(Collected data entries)

=== Section Start ===

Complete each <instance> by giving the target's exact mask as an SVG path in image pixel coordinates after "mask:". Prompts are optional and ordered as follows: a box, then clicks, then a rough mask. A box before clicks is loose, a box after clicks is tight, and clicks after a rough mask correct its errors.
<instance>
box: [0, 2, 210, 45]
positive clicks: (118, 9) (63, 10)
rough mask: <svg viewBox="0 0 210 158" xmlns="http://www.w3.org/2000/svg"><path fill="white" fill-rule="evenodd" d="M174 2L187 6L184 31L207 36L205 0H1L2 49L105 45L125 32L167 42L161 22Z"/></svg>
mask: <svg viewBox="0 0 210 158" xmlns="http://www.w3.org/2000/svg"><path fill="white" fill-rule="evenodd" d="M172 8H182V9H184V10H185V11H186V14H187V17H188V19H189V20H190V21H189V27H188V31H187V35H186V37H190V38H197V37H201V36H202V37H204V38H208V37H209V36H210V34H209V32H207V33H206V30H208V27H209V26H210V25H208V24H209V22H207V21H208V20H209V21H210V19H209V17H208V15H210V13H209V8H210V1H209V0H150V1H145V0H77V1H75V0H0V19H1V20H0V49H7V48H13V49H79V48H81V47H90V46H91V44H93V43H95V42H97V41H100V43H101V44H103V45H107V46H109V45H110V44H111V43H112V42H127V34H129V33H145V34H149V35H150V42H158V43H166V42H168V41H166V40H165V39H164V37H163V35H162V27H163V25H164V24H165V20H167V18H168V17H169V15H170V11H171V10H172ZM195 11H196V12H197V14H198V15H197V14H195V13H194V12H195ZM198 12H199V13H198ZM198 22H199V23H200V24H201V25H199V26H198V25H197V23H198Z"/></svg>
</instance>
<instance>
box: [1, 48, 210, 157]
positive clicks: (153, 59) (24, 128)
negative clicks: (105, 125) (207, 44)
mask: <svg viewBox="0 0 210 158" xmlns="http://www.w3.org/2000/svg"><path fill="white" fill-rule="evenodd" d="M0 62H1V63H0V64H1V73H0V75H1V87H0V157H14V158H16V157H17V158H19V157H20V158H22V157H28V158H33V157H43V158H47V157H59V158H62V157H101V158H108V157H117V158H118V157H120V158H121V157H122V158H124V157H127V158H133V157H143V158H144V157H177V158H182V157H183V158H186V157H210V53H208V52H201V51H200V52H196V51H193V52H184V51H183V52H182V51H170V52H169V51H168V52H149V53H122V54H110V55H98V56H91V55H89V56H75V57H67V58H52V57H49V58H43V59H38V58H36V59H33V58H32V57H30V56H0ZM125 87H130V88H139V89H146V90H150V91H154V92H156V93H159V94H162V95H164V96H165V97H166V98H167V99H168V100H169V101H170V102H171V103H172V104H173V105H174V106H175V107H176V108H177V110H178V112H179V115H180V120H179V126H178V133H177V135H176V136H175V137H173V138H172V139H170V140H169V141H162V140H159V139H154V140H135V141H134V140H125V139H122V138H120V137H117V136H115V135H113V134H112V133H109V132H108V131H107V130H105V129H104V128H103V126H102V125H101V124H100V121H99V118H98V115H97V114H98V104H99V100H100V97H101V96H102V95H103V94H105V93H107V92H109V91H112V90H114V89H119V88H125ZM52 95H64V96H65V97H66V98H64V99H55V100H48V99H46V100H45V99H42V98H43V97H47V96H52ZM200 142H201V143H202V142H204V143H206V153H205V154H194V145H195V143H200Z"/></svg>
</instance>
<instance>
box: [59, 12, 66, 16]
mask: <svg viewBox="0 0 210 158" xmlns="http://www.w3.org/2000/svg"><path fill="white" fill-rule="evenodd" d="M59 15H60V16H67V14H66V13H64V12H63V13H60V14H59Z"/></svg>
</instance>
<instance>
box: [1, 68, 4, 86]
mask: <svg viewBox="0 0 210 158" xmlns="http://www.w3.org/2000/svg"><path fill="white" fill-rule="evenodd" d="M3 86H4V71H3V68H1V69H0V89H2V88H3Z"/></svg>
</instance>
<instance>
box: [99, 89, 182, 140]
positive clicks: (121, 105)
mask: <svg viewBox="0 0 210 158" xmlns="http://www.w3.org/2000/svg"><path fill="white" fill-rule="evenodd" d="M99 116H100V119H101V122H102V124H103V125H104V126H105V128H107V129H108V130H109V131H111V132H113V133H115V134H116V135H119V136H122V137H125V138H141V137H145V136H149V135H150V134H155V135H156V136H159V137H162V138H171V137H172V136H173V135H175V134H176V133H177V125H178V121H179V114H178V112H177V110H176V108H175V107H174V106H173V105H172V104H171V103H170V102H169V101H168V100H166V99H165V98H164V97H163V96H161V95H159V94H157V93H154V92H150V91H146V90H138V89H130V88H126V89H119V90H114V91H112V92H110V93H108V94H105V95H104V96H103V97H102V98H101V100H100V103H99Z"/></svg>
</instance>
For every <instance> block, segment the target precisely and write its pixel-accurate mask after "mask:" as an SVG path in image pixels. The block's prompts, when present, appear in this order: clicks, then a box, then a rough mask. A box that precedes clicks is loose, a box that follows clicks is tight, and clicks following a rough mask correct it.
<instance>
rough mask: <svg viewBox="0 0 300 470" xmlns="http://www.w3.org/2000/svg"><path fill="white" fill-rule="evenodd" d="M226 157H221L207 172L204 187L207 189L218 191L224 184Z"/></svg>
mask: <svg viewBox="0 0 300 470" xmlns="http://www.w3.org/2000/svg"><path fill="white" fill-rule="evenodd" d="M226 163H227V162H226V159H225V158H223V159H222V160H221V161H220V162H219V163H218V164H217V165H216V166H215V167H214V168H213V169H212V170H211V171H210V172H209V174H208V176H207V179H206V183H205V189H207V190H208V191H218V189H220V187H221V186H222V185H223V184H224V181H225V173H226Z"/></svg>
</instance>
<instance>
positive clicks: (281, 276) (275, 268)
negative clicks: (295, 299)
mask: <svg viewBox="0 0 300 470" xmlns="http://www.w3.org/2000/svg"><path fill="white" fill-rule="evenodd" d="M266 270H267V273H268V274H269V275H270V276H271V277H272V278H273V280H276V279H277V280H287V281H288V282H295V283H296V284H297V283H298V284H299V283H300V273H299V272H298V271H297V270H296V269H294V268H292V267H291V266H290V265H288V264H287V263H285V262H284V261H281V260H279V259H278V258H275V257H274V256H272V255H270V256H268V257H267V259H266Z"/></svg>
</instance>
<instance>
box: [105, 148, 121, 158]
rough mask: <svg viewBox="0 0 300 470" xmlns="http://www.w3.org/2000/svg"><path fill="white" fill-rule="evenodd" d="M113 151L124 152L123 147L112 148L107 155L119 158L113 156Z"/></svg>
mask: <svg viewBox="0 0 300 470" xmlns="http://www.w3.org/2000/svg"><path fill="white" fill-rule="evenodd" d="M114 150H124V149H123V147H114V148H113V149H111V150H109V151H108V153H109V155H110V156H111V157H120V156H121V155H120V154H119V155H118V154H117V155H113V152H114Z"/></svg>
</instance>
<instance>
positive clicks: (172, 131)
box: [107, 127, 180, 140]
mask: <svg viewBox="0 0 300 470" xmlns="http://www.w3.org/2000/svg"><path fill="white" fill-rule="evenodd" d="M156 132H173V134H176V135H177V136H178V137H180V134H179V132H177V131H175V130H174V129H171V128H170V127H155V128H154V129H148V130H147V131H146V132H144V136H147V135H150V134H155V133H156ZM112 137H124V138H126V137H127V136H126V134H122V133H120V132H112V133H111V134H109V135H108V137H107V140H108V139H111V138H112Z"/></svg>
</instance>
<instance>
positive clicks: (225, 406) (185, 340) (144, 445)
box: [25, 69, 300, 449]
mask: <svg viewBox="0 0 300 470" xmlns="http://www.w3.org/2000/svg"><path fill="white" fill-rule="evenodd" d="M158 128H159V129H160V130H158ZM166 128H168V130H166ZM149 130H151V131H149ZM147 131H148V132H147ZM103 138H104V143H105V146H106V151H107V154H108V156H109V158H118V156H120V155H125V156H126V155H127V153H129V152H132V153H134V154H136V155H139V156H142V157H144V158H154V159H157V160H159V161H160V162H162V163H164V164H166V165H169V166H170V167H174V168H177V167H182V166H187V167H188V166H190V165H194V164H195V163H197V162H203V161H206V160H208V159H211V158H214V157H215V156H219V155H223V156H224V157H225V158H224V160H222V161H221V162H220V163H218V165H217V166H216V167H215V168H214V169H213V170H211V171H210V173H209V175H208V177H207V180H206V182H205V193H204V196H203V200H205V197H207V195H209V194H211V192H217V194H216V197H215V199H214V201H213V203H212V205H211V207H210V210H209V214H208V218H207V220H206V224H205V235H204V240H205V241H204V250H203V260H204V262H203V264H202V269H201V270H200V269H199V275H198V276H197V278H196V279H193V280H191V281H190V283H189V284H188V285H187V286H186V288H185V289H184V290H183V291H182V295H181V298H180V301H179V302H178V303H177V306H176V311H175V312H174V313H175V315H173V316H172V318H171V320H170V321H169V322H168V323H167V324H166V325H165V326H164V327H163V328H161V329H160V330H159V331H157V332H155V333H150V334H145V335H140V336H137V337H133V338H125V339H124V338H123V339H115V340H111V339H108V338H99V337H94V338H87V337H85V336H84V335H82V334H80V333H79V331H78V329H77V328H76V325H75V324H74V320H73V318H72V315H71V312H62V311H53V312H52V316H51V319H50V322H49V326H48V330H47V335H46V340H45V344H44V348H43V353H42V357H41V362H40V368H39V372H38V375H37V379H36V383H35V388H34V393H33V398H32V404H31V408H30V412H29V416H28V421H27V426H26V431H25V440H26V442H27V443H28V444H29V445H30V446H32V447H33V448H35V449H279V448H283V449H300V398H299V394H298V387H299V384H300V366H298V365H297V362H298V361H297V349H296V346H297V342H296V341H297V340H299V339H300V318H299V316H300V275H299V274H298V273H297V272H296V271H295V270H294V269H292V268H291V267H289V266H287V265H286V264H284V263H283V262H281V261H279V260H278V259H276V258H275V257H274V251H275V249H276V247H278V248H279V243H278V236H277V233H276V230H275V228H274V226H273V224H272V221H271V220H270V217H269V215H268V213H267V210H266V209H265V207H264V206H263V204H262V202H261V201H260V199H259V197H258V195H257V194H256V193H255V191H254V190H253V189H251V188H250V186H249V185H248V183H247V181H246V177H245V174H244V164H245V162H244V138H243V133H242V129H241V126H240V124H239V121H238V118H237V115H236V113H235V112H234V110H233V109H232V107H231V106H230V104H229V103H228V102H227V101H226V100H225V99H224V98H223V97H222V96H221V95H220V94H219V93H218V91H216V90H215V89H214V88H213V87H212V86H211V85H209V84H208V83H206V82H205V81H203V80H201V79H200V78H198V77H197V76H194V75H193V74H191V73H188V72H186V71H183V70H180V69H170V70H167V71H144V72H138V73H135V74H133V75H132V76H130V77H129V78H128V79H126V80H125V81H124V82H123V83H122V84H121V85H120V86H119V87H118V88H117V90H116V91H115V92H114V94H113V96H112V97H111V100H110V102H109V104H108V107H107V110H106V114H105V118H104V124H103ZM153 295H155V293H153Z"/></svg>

=== Section End ===

### What is required
Output the records from their first line through the line containing "2L187 6L184 31L207", both ends included, as a JSON list of strings with one string per line and blank lines omitted.

### Task result
[
  "Complete each <instance> by giving the target's exact mask as an SVG path in image pixel coordinates after \"mask:\". Prompts are optional and ordered as follows: a box, then clicks, then a rough mask. A box before clicks is loose, a box after clicks is tight, and clicks after a rough mask correct its errors.",
  "<instance>",
  "box: [0, 2, 210, 45]",
  "positive clicks: (118, 9) (63, 10)",
  "rough mask: <svg viewBox=\"0 0 210 158\" xmlns=\"http://www.w3.org/2000/svg\"><path fill=\"white\" fill-rule=\"evenodd\" d=\"M174 2L187 6L184 31L207 36L205 0H1L2 49L105 45L125 32L167 42L161 22Z\"/></svg>"
]